Task requirements:
[1] In the forum thread about a kitten, who is the kitten Audrey named after?
[2] In the forum thread about a kitten, rewrite the paragraph that begins "Don't cry, don't get yourself worked up" more briefly, keeping its main facts.
[3] Continue the forum thread about a kitten, picking up after its final post.

Page excerpt:
▼

# MY kitten.....



## Aud's_Mum (Aug 4, 2008)

Seeing as a few of you on here think i am posting regarding another member , i thought i'd put a picture of my kitten Audrey. She is named after Audrey Hepburn




























Hope that clears things up although i am very upset about this


----------



## Biawhiska (Mar 28, 2008)

I knew your thread was real as you posted about your kitten before all the upset of late. She is very very beautiful.


----------



## Aud's_Mum (Aug 4, 2008)

Thanks fluffypurrs. Am crying here as i would never be as spiteful as to post about another member under a false thread


----------



## Biawhiska (Mar 28, 2008)

Don't cry, don't get yourself worked up. I knew you were real as you;ve been on posted about Audrey before. The trouble will stop, please do not leave us.


----------



## JANICE199 (Feb 1, 2008)

mybabykitties said:


> Thanks fluffypurrs. Am crying here as i would never be as spiteful as to post about another member under a false thread


hey come on...please dont get upset, easier said than done i know...your cat is so pretty.. go give her a big hug and try and calm down..


----------



## Biawhiska (Mar 28, 2008)

yeah kittens are good and making you feel better


----------



## Aud's_Mum (Aug 4, 2008)

Yes thats true.

Sorry, was just surprised to see i'd been brought into this....have calmed down now and having a cuppa!


----------



## JANICE199 (Feb 1, 2008)

mybabykitties said:


> Yes thats true.
> 
> Sorry, was just surprised to see i'd been brought into this....have calmed down now and having a cuppa!


lol thats better think i'll make myself one now..


----------



## Biawhiska (Mar 28, 2008)

cuppa for me too i think


----------



## Jen26 (Apr 22, 2008)

mybabykitties said:


> Thanks fluffypurrs. Am crying here as i would never be as spiteful as to post about another member under a false thread


iam really sorry if this upset you, i think there were some other members jumping on your thread and making comments, that made me suspicious of the whole thread.

▲

Provided material:
▼

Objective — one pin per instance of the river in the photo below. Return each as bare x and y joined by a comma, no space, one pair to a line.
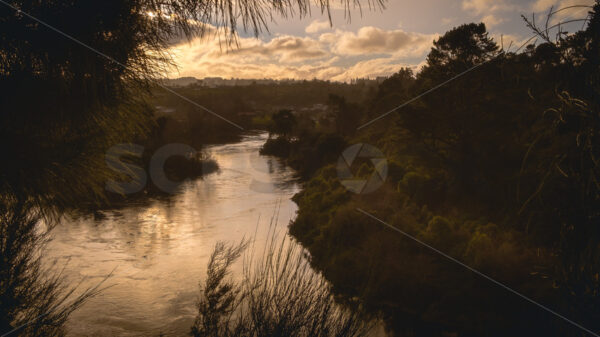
158,250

▲

Set of answers:
[1] Audrey Hepburn.

[2] Don't cry or get worked up; your earlier posts about Audrey showed you were real. The trouble will stop, so please don't leave.

[3]
you can give me a virtuall slap for jumping to conclusions. sorry again jenx


----------



## Aud's_Mum (Aug 4, 2008)

jens4cats said:


> iam really sorry if this upset you, i think there were some other members jumping on your thread and making comments, that made me suspicious of the whole thread.
> 
> you can give me a virtuall slap for jumping to conclusions. sorry again jenx


Oooh no dont want to slap you!  Lets all have a virtual (HUG) instead!


----------



## Jen26 (Apr 22, 2008)

a hug sounds much better, lol audrey is lovely by the way.


----------



## Aud's_Mum (Aug 4, 2008)

Thank you  I absolutely adore her x


----------



## siams (Nov 2, 2007)

She is lovely


----------



## Sarnajes (Mar 30, 2008)

She's very beautiful!


----------



## deedeedee (Apr 2, 2008)

She is gorgeous!! how old is she?


----------



## Teddy Bear (Sep 2, 2008)

Awww she is a beautiful little girl.xxxx


----------



## Aud's_Mum (Aug 4, 2008)

deedeedee said:


> She is gorgeous!! how old is she?


She's coming up to 5 months


----------



## Selk67U2 (May 5, 2008)

*Ahhh, she is just gorgeous, bet your really proud of her*
*I did'nt understand what all the fuss was about as I knew you had a cat called Audrey. I don't come on here much anymore, as I think it's getting very silly & petty at times. Shame really as i've made some really nice friends on here. Sometimes I wonder what planet people are on!!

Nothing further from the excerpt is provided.